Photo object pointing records
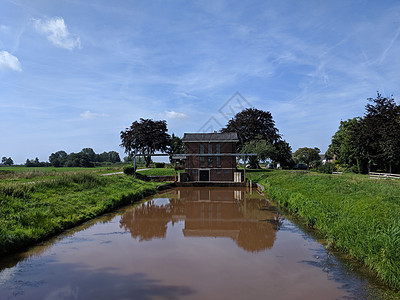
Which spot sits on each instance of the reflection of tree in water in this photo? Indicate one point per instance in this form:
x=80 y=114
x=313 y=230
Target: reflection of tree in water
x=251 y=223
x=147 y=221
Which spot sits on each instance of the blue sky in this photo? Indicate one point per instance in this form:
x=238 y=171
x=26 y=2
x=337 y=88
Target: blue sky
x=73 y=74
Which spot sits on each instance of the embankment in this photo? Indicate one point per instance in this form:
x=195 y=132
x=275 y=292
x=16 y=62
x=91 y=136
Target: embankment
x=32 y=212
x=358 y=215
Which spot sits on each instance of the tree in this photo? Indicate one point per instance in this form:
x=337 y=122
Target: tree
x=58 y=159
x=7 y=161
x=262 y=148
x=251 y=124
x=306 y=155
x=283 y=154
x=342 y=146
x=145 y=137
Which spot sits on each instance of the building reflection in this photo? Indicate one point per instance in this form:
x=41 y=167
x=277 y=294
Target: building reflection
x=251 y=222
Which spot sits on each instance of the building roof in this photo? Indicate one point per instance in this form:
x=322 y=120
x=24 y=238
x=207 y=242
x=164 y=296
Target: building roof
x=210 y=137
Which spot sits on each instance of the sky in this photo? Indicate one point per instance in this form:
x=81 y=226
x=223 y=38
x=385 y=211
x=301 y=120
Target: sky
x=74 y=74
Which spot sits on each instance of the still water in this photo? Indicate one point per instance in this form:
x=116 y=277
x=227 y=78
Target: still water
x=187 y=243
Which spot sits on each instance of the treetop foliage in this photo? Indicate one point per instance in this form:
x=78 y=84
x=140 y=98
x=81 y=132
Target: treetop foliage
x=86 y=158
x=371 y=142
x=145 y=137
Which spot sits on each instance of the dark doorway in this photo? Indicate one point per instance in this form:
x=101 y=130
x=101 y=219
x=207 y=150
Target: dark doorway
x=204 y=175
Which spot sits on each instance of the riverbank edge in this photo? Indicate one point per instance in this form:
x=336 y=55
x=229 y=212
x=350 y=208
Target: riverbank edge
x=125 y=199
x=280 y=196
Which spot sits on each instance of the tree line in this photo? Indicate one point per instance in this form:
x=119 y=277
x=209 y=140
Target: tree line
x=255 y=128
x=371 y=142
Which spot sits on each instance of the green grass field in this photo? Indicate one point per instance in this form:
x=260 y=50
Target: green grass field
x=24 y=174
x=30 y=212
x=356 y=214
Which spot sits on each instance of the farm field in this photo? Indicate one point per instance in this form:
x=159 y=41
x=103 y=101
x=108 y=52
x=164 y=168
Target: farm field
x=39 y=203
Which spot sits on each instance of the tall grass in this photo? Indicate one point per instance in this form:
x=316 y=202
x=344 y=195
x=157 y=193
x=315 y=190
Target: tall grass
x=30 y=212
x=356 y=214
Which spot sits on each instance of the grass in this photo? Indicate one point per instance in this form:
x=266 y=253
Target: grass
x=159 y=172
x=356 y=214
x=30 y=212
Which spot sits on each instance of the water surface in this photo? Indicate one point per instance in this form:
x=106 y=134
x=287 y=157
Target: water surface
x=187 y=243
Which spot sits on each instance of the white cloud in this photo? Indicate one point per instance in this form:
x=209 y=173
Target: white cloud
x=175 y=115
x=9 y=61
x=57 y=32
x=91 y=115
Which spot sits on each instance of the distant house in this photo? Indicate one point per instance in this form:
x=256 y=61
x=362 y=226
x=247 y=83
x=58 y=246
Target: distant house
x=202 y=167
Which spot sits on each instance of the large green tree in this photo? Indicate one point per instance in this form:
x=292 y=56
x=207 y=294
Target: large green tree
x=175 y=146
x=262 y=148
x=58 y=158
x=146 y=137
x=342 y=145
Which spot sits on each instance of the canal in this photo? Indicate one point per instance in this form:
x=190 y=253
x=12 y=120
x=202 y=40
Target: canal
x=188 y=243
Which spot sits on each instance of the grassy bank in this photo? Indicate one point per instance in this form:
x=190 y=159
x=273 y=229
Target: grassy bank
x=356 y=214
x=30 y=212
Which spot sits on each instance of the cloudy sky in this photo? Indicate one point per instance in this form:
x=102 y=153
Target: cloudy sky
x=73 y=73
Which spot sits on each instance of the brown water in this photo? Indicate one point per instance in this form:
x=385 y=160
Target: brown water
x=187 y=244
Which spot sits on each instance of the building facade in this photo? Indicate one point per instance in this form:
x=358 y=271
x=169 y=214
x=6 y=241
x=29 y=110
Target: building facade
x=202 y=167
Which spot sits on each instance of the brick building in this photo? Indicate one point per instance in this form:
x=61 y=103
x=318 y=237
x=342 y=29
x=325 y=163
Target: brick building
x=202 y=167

◆ **EXERCISE INSTRUCTIONS**: Return only the lines running from the line with "Which spot sits on each instance of the canal" to the last line of the records, both included, exactly as written.

◆ **FINAL RESULT**:
Which spot sits on each instance of the canal in this photo? Indicate one point per instance in this form:
x=190 y=253
x=12 y=120
x=202 y=40
Target: canal
x=188 y=243
Which spot sits on each instance of the grassy bank in this photo? Indicate one point per instance in this form:
x=190 y=159
x=273 y=229
Target: grassy bank
x=356 y=214
x=30 y=212
Which spot sits on each instance of the cloudy sky in this photo? Indicate one point per instance in this form:
x=102 y=153
Target: cloudy sky
x=73 y=73
Which spot sits on each instance of the brown water in this photo? Indicate one point per instance in this form:
x=385 y=160
Target: brown water
x=187 y=244
Which spot sits on each instance of the building facade in this photo? Indicate one point per instance in this form:
x=358 y=271
x=169 y=214
x=6 y=241
x=29 y=110
Target: building facade
x=202 y=167
Which spot sits on each instance of the brick building in this photo? Indicate one point per instance in this form:
x=61 y=103
x=318 y=237
x=342 y=29
x=325 y=163
Target: brick building
x=202 y=167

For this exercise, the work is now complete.